Repeat the whole listing exactly, leaving nothing out.

- [RECORDS]:
>>>

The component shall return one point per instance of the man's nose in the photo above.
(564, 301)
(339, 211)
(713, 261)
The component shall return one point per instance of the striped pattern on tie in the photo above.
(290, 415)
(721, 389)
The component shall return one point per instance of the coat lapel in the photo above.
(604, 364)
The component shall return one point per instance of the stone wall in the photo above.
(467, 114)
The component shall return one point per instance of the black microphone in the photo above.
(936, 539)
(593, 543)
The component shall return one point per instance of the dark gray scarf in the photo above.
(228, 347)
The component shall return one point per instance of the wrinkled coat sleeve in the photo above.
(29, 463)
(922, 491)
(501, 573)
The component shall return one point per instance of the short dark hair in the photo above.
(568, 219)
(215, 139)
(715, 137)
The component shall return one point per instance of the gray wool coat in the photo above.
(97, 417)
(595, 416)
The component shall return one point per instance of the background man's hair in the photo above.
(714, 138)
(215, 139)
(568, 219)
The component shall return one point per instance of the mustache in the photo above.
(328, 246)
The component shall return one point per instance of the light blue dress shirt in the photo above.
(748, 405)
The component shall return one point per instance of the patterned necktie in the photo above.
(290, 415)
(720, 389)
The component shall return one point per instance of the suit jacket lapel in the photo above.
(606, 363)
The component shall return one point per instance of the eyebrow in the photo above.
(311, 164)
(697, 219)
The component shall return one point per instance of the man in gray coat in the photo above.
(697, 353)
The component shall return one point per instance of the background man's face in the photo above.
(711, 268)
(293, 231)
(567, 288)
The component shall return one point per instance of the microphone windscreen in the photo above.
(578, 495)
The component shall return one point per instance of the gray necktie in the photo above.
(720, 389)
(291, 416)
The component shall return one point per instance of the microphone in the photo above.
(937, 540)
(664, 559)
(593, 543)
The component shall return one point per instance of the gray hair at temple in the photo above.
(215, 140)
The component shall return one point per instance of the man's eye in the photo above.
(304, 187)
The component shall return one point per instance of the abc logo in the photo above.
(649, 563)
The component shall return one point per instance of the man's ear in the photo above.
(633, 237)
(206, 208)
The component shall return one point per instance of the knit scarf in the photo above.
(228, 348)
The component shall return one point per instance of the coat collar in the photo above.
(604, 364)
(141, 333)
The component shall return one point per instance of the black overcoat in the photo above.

<<<

- [TASK OUTPUT]:
The component shall return one point per instance of the man's nose in the photo above.
(564, 301)
(339, 211)
(713, 261)
The component shall return one point per instance of the striped pattern on tie in the photo above.
(290, 415)
(721, 389)
The component shall return one point per instance of the coat lapel in the photo above.
(604, 364)
The component shall return one point per instance of the stone wall in the photo above.
(467, 114)
The component shall return one point per instance of the black microphone in the photo above.
(936, 539)
(593, 543)
The component shall return one point per instance of the dark gray scarf in the photo above.
(228, 347)
The component shall return one point per instance of the wrinkled coat sleeve in the photo above.
(29, 463)
(922, 491)
(501, 573)
The component shall return one point per instance of the short dark hair in the photo above.
(568, 219)
(215, 139)
(715, 137)
The component shall return one point per instance of the gray wool coat in the photo above.
(97, 417)
(595, 416)
The component shall return one point per instance of the background man's hair in the photo above.
(714, 138)
(215, 139)
(568, 219)
The component shall return one point per instance of the mustache in the photo above.
(328, 246)
The component shall return one point per instance of the light blue dress shirt in the photo above.
(748, 405)
The component shall return one point per instance of the patterned necktie in the photo above.
(290, 415)
(720, 389)
The component shall return one point per instance of the suit jacket lapel in the photo above.
(606, 363)
The component shall return one point per instance of the eyebrow in the photo above.
(311, 164)
(697, 219)
The component shall return one point per instance of the man in gray coat in the photo above.
(697, 353)
The component shall return one point per instance of the background man's face in the photo above.
(711, 268)
(293, 231)
(567, 288)
The component shall return one point per instance of the microphone windscreen in the photo above.
(578, 495)
The component shall return one point per instance of the gray necktie in the photo above.
(720, 389)
(291, 416)
The component shall return one point per instance of the microphone in the photo above.
(937, 540)
(664, 559)
(593, 543)
The component shall return one point per instance of the gray hair at temple in the photo above.
(215, 140)
The component shall return one point per instance of the man's eye in the photo above.
(304, 187)
The component shall return one point per instance of the abc logo in the photo above.
(649, 563)
The component shall return one point per instance of the man's ear in the photo above.
(633, 237)
(206, 208)
The component shall return one point per instance of the knit scarf in the photo above.
(228, 348)
The component shall return one point per instance of the coat collar in the photo above.
(604, 364)
(141, 333)
The component shall return one point per instance of the black overcoat in the photo above.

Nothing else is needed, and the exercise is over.